• Provided text:
The phenotype, unlike the genotype, varies over the course of an organism’s life and depending on the environment in which the organism develops. Over the years it’s become clear that this -phenotypic plasticity’ is a characteristic that is under selection and of ecological and evolutionary significance (Nicotra, Atkinet al. 2010). Plasticity of key functional traits may determine an organism’s ability to establish(Schlichting 1986b), further, if the plasticity increases that organisms’ fitness it may enable the taxon to persist in highly variable environments or over broad niches.
All organisms possess some degree of phenotypic plasticity, but for sessile organisms like plants, plasticity may be of particular importance.
Phenotypic plasticity describes the range of phenotypes a single genotype can express as a function of its environment (Bradshaw 1965; Schlichting 1986a). In this context the term genotype refers to the complete genome of a single genetic individual, not a particular gene sequence.
Terminology and equations
Adaptive plasticity: Phenotypic plasticity that increases the global fitness of a genotype.
Fitness:the fitness of an individual is taken as the relative abundance and success of its genes (often measured as number of surviving offspring) over multiple generations. In many cases, especially with large or long-lived species direct estimates of fitness are not feasible and total biomass, seed number or biomass, survivorship or growth rates of a single generation are used as proxies.
Genotype:When we refer to a genotype here we do so in a population genetic sense, not in reference to molecular sequence of a single gene, but to the complete genome.
Phenotype: The appearance or characteristics of an organism resulting from both genetic and environmental influences. In our terms all organisms have a phenotype not just those expressing a mutation in a given gene of interest.
Phenotypic Plasticity: The range of phenotypes a single genotype can express as a function of its environment.
This section draws heavily from (Nicotra and Davidson 2010).
To assess plasticity an experimental design needs to allow quantification of the effects of environment, genotype and their interaction (G * E interaction) on the expression of a trait. The plasticity is reflected in a significant environment effect, and variation between genotypes in plasticity is exhibited by a significant G * E interaction. Note therefore that plasticity cannot be measured on only a single plant (Scheiner 2002). The treatment conditions (e.g. water supply, nutrient or light levels) used should generally be realistic in terms of amount and timing of application, and yet must differ adequately to elicit plastic responses. When aiming to predict plastic responses to novel conditions, it may be valuable to work outside the range of water availability currently experienced – to reveal the -hidden reaction norms’ of plasticity (Schlichting 2008).
Demonstrating that an observed plastic response to water is adaptive requires assessing fitness or fitness components (Caruso et al. 2006). Ideally fitness is assessed across multiple generations e.g. assessments of seed viability (Goergen and Daehler, 1992) and incorporates longevity and survival of adult plants (deFalco et al. 2003). Where measurements on offspring are not possible, assessment of reproductive output can provide useful surrogates e.g. seed weight or the number of flowers (e.g. Sans et al. 2004). For many species, especially long-lived ones, proxies of fitness such as growth rate and biomass are considered acceptable alternatives. In the case of fruit and grain crops, yield or harvest index are appropriate fitness proxies. Statistical techniques to specifically assess the adaptive value of plasticity include linear models and multiple regression analysis and selection analysis (Lande and Arnold 1983; Rausher 1992; Scheiner and Callahan 1999; Weinig, Johnstonet al. 2006).

• Task goal:
Reproduce the phenotypic plasticity passage word for word, starting with "Phenotypic Plasticity: The" and going on through "and Davidson 2010).".

• Extracted data:
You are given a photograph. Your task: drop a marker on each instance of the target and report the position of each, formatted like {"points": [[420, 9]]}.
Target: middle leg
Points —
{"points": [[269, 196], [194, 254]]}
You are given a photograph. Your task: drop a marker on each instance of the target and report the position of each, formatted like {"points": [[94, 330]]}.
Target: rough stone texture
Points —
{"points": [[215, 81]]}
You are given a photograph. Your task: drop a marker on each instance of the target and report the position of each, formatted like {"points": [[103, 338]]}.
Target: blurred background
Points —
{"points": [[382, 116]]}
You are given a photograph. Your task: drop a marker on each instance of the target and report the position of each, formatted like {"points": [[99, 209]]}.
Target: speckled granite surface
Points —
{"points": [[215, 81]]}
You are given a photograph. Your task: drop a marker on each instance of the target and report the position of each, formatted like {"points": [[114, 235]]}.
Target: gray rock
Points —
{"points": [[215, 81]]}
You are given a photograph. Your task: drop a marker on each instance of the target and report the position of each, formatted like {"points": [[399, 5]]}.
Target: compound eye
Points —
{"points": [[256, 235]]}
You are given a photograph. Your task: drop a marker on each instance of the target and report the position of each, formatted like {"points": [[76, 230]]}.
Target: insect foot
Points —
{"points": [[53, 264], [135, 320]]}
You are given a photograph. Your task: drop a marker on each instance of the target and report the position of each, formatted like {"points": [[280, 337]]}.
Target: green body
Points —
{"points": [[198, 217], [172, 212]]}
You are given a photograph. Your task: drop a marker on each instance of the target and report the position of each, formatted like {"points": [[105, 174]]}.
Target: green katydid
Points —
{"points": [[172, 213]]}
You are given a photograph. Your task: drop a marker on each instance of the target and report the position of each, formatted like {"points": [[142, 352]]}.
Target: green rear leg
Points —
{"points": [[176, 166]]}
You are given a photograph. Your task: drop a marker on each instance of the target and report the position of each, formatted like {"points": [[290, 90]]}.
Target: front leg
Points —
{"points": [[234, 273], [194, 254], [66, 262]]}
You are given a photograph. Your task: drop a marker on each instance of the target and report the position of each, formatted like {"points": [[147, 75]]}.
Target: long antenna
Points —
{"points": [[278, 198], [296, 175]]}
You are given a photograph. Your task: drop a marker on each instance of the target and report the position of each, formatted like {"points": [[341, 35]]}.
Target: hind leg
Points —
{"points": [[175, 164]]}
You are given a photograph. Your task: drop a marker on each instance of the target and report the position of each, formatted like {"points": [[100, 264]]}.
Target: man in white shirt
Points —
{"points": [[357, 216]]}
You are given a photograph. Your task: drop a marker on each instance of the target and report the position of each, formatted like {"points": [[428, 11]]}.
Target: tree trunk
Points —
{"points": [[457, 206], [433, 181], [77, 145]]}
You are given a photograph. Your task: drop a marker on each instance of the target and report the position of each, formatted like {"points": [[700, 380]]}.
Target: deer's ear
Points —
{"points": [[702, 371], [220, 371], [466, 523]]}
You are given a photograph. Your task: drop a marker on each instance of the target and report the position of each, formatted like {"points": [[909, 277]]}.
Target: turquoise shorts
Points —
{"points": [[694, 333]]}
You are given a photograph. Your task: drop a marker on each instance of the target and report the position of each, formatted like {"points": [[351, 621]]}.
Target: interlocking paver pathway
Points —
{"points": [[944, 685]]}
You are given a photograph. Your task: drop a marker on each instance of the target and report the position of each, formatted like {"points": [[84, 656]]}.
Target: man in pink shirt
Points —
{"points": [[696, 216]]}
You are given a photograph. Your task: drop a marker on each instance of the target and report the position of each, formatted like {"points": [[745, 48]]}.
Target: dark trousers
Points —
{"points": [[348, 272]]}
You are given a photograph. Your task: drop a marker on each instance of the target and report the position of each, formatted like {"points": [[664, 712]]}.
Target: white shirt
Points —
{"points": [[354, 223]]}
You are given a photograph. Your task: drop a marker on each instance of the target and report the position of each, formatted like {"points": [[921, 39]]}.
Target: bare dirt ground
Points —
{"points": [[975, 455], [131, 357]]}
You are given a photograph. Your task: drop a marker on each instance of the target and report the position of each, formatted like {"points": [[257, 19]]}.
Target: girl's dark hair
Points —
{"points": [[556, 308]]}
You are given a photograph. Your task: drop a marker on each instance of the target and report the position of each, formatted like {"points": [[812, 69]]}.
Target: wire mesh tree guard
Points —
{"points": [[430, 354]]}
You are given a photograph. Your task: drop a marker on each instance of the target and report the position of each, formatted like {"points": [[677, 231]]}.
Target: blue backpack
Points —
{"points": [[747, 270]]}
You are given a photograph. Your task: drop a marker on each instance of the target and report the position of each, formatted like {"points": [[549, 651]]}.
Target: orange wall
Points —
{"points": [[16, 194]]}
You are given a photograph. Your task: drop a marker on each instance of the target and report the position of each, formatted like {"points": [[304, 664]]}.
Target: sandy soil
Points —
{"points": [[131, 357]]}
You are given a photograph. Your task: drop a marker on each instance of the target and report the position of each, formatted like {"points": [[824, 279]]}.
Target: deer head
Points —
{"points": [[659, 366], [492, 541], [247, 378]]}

---

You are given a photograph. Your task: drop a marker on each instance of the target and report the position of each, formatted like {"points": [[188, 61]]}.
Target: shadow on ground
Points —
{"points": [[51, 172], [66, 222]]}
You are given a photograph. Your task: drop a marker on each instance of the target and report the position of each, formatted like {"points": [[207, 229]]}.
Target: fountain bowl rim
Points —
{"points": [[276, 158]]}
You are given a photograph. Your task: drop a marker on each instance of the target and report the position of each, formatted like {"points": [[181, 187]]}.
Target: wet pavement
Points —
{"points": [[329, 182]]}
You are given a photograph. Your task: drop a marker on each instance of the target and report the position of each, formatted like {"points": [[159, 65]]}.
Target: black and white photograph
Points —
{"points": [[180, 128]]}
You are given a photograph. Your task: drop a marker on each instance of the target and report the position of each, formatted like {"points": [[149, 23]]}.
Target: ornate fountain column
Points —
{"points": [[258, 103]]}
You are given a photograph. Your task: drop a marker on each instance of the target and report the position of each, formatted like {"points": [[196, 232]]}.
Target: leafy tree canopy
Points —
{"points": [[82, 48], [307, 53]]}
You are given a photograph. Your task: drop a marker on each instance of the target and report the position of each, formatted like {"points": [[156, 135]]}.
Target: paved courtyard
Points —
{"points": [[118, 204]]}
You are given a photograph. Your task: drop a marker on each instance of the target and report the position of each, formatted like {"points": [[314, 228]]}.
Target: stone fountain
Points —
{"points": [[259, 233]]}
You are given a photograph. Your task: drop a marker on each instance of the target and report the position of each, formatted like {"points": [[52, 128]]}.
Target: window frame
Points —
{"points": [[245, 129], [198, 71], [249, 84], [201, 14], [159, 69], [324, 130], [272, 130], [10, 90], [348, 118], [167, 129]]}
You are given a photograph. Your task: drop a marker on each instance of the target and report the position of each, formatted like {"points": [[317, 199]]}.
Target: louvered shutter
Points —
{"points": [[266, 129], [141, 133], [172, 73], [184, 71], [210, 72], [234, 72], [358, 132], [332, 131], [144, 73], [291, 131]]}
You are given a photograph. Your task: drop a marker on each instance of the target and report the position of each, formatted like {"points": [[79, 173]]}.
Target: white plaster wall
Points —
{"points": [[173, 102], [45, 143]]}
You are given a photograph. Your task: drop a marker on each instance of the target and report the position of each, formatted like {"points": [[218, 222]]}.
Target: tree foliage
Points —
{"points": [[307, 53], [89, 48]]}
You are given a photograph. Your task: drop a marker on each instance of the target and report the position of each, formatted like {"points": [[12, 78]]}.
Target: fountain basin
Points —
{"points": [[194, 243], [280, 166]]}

• Result of the task:
Phenotypic Plasticity: The range of phenotypes a single genotype can express as a function of its environment.
This section draws heavily from (Nicotra and Davidson 2010).